Text shown:
What do I need to do to legally operate my business? Will this impact how much and when I pay taxes?
Deciding how to operate will take research on your part, since there are different entities of operation under the law. How much taxes you pay will be determined by the business entity you operate under. You have to understand your business plan and therefore know which entity best serves your business goals. In order to legally operate your business, you must, at the very least, complete a d/b/a (doing business as) form, which you file with the County Clerk at the Court House in the county in which you live. This allows you to operate as a Sole Proprietor or if you have a partner as a General Partnership. You can then apply for a Federal Employer Identification Number (FEIN), and open a bank account in your business’ name.
With respect to taxes for the Sole Proprietorship or General Partnership, you simply attach a Schedule C to your 1040 Federal Tax Form and outline your income and allowable expenses, the balance can either increase or decrease your taxable income. There is no difference between you and your company and therefore, no protection from liability. This is why you are a d/b/a; for example, Susan Smith (your name) d/b/a Bright Stars Company (your business name).
You can also incorporate your business as a “C” corporation and file a Certificate of Incorporation with the Department of State. A corporation is a legal entity separate and distinct from the individual(s) who compose the business. It has rights and abilities similar to those of a natural person. Principal features are perpetual duration, limited liability and easy transferability of interests. Your business can then carry the suffix “inc.” which shows that it is an incorporated entity. You can also incorporate as “pc” (professional corporation) if you are in the profession of law, medicine or education (check Title VIII of the Education Law). Before filing taxes as a “C” corporation, you can complete Form 2553 and instruct the IRS to tax you as an “S” corporation. “S” corporations not treated differently from “C” corporations by New York State except in the way they are taxed.
With respect to taxes for the “C” corporation, this entity pays its own taxes separate from the shareholders or owners of the corporation. Funds must be kept separate – no co-mingling. Any money the shareholder or owners take from the corporation is always liable for income tax even after the corporation has paid its taxes; hence the term “double taxation”. If you choose this entity, it is prudent that you pay yourself and leave the corporation’s money intact as retained earnings to be used for growing the company.
You may also want to operate as a Limited Liability Company or a Professional Service Limited Liability Company (if your business meets the requirements) and file Articles of Organization with the Department of State. Owners are members; not shareholders. Within 120 days of the effectiveness of these articles of organization, you have to publish a notice of formation in two newspapers designated by the County Clerk in the county in which the office of the LLC is located.
You may also want to operate as a Limited Partnership by filing a Certificate of Limited Partnership with the Secretary of State. If you are an attorney, counselor-at-law, licensed physician or an educator under Title VIII of the Education Law, you may want to operate as a Limited Liability Partnership.
The forms for incorporating under any of the entities mentioned above (except sole proprietorship) can be downloaded from the NYS Secretary of State website, www.dos.state.ny.us. All information with respect to forms, filing instructions, responsibilities, and fees are also available at this site.
Except for the “C” corporation, all entities (including the sole proprietorship) pay taxes through their owners. After filing appropriate tax forms to outline income and expenses, any profits of the entities increase the taxable income of their owners and any losses reduce the taxable income of their owners. Note that tax rates are normally higher for the “C” corporation (around 35%) than for the other entities, unless your taxable income from your income and the entity you form put you in a higher tax bracket. You pay income taxes once per year, unless your accountant recommends you pay them quarterly. If you have employees, you pay your payroll taxes quarterly. If you are a retail establishment or collect taxes from your customers for services, you pay these taxes quarterly.
You should get as much information as possible to be sure you are making the best tax decisions for your business. You should always start with a complete business plan as your guide.

Instructions to follow: Rewrite the business setup text from "The forms for" to "at this site.", putting "obtained" in place of "downloaded".

Given records:
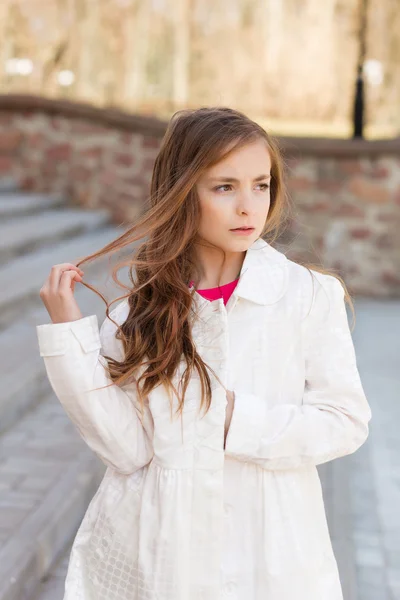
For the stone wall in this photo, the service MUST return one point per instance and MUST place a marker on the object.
(345, 193)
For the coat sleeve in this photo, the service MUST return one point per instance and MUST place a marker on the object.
(106, 419)
(332, 420)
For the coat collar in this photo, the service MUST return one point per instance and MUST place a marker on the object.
(264, 274)
(263, 277)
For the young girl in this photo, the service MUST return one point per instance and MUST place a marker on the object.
(224, 376)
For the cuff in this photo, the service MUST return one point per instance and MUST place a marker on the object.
(247, 425)
(54, 338)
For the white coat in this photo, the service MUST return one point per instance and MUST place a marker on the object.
(177, 516)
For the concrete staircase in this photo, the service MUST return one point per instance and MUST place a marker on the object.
(47, 474)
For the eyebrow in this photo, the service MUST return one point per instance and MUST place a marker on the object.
(234, 180)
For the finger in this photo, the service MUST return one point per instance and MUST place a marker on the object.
(66, 281)
(56, 272)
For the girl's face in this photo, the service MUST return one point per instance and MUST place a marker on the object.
(235, 193)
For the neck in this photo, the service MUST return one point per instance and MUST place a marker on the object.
(214, 271)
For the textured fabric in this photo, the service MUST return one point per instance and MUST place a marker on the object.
(222, 291)
(177, 516)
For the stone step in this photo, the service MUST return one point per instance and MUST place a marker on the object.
(22, 278)
(29, 233)
(53, 585)
(47, 478)
(13, 204)
(8, 184)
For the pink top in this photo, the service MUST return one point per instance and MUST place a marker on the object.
(222, 291)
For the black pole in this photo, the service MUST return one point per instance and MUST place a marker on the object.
(358, 122)
(359, 97)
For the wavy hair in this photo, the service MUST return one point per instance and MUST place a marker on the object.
(157, 333)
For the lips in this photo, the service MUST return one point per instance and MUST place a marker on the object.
(243, 229)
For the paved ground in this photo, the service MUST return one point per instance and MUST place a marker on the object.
(374, 468)
(375, 473)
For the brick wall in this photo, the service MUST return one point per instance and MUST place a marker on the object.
(345, 193)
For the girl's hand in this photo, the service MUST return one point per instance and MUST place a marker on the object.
(230, 396)
(57, 293)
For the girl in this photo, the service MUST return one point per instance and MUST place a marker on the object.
(222, 379)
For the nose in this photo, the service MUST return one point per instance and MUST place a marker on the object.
(245, 203)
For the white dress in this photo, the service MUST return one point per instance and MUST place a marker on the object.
(177, 516)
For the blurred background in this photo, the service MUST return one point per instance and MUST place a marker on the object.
(86, 90)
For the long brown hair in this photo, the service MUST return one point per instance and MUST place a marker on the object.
(157, 331)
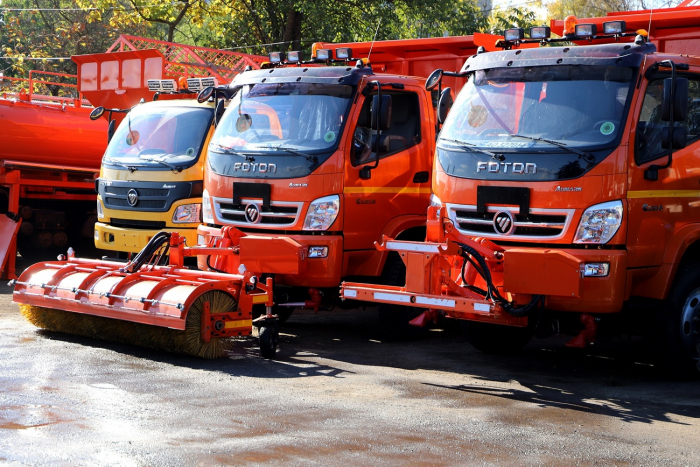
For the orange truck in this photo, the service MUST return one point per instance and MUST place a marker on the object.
(295, 156)
(565, 186)
(309, 165)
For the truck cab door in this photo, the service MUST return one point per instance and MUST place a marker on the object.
(658, 209)
(400, 185)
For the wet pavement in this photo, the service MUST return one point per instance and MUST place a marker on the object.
(337, 395)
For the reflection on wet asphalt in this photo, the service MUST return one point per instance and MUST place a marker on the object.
(337, 395)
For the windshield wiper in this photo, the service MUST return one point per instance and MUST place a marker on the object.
(473, 147)
(174, 168)
(587, 156)
(226, 150)
(312, 159)
(130, 168)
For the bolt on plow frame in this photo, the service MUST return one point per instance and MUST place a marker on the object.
(150, 304)
(473, 279)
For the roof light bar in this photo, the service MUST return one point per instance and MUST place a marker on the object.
(540, 32)
(515, 34)
(614, 27)
(343, 53)
(162, 85)
(324, 54)
(276, 57)
(586, 30)
(197, 84)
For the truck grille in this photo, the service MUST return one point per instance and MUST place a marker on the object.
(541, 224)
(145, 203)
(132, 223)
(279, 214)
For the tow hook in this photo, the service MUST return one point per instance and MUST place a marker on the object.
(587, 335)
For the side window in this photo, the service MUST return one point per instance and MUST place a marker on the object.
(403, 132)
(647, 146)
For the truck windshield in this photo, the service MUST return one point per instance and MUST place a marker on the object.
(306, 117)
(159, 137)
(579, 106)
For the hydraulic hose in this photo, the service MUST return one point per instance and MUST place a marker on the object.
(146, 254)
(477, 260)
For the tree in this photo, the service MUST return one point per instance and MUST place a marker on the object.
(52, 29)
(513, 17)
(560, 9)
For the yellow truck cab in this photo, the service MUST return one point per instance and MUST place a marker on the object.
(151, 174)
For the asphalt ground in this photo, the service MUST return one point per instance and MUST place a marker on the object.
(337, 395)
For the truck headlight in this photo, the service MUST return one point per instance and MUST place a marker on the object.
(599, 223)
(207, 214)
(100, 211)
(187, 213)
(322, 213)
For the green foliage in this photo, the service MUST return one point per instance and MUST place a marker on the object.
(513, 17)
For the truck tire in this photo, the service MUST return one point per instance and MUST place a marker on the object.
(679, 325)
(394, 319)
(496, 339)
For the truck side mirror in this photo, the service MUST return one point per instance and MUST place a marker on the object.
(444, 104)
(110, 130)
(680, 103)
(96, 113)
(383, 121)
(433, 80)
(205, 94)
(680, 137)
(219, 112)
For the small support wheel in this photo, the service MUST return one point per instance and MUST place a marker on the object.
(269, 335)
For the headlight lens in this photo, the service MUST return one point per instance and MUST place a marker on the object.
(599, 223)
(322, 213)
(207, 214)
(100, 211)
(187, 213)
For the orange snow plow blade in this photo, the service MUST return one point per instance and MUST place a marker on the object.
(163, 307)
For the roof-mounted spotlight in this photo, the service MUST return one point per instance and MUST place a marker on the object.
(614, 27)
(276, 57)
(515, 34)
(324, 54)
(343, 53)
(540, 32)
(585, 30)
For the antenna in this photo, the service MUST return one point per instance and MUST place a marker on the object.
(373, 40)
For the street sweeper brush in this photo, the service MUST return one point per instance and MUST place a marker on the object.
(156, 306)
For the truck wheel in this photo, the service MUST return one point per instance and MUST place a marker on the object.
(394, 318)
(496, 339)
(679, 326)
(268, 340)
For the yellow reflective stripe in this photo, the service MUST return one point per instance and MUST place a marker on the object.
(386, 189)
(259, 298)
(241, 323)
(664, 194)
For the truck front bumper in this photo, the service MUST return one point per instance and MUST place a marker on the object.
(323, 271)
(108, 237)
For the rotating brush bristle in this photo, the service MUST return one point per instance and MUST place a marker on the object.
(154, 337)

Answer to this task:
The forms for incorporating under any of the entities mentioned above (except sole proprietorship) can be obtained from the NYS Secretary of State website, www.dos.state.ny.us. All information with respect to forms, filing instructions, responsibilities, and fees are also available at this site.